◆ **What you will do**: Using the records that appear below, write out exactly the lines from the one with "Target: woman in white floral dress" through the one with "Target: poster on wall", keeping both end lines.

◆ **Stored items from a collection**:
::::::

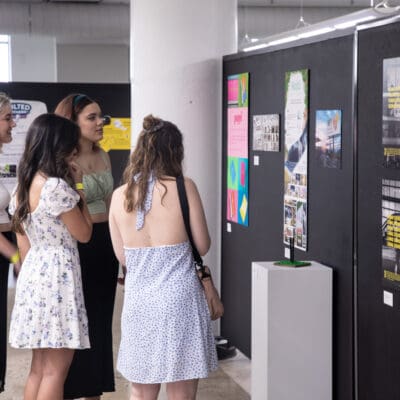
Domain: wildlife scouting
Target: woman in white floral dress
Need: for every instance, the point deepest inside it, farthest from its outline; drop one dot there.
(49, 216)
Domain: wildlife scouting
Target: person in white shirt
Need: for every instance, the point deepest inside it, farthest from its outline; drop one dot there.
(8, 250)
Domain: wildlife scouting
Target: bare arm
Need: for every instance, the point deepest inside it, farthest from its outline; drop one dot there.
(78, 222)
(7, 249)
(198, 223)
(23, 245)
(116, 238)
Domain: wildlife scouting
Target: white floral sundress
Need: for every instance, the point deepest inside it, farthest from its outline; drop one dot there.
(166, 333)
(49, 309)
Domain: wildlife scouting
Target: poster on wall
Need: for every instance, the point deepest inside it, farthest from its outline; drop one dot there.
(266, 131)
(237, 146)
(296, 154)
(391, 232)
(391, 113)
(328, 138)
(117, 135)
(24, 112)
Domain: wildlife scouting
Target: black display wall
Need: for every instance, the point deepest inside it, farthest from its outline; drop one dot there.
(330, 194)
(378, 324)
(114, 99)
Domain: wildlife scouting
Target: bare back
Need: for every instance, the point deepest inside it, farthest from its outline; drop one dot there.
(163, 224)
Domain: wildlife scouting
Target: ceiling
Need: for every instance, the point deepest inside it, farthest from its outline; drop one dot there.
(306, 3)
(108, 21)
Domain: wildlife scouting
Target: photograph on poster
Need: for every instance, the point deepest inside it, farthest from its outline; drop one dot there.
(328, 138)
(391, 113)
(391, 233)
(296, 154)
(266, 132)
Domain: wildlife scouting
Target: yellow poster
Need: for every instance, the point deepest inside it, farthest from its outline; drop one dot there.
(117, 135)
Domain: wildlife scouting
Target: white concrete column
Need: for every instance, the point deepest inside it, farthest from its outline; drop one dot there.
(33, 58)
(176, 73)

::::::

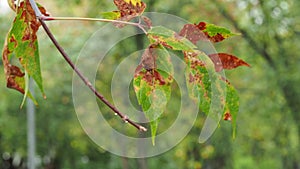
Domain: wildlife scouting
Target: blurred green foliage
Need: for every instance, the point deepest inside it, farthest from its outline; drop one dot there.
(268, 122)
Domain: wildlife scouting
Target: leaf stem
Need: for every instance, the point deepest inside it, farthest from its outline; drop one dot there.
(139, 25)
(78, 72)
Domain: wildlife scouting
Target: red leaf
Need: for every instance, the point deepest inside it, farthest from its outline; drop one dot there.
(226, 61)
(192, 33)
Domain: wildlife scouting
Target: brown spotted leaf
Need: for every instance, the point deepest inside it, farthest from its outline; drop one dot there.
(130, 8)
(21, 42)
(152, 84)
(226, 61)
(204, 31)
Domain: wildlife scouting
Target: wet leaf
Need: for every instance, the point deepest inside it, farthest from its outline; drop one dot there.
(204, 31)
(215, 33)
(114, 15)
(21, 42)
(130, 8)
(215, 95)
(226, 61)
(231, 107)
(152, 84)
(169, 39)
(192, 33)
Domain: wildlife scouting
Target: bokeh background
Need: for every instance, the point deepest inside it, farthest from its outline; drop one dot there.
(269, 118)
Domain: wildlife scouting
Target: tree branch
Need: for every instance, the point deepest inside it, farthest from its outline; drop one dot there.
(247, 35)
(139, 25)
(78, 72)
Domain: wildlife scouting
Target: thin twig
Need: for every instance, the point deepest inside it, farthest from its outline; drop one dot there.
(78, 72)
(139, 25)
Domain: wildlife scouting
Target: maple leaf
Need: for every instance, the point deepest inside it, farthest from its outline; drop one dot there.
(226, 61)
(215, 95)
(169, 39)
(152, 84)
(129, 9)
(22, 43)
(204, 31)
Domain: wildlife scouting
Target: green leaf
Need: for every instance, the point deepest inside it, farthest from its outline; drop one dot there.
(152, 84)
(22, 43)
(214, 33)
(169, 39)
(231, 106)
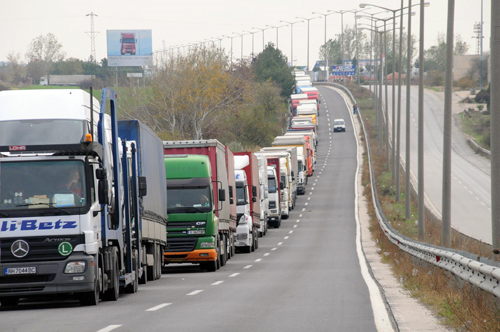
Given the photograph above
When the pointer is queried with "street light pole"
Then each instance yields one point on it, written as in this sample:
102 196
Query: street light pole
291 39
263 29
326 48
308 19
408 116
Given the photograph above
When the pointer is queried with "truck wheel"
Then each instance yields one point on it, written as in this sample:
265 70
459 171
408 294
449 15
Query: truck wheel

::::::

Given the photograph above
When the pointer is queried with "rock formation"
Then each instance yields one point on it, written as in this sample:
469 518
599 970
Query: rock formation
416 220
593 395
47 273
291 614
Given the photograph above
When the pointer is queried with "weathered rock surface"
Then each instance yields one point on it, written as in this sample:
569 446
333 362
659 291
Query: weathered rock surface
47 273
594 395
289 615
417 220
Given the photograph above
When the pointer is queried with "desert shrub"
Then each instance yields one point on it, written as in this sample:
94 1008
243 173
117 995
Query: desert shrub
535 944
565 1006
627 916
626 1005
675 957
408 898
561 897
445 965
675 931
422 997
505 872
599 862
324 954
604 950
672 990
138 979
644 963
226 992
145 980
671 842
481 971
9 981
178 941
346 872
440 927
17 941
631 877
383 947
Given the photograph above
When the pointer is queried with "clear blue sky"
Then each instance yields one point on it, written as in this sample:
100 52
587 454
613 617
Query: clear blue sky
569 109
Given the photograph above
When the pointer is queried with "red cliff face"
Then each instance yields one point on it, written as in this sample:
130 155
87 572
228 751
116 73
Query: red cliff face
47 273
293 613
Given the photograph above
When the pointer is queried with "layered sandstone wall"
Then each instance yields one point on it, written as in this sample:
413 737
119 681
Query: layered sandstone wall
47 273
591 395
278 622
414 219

::::::

◆ **Response area**:
Target: woman in white floral dress
Need: for every instance, the point deepest inside it, farthest from its outline; drop one dot there.
(49, 216)
Domain: wildlife scouting
Target: person in white shirt
Need: for every instance, the point deepest inside it, farthest from its outline; drop one dot there.
(8, 250)
Domain: wildlife scouting
Target: bare arm
Need: for every instance, the point deepest inside it, farthest from its outline; drop one dot there.
(78, 222)
(7, 249)
(198, 223)
(23, 245)
(116, 238)
Domain: wildlife scouting
Target: white floral sundress
Need: for every instance, the point deepest inside it, farthest from its outline; drop one dot there.
(166, 333)
(49, 309)
Domain: wildlife scouting
Target: poster on wall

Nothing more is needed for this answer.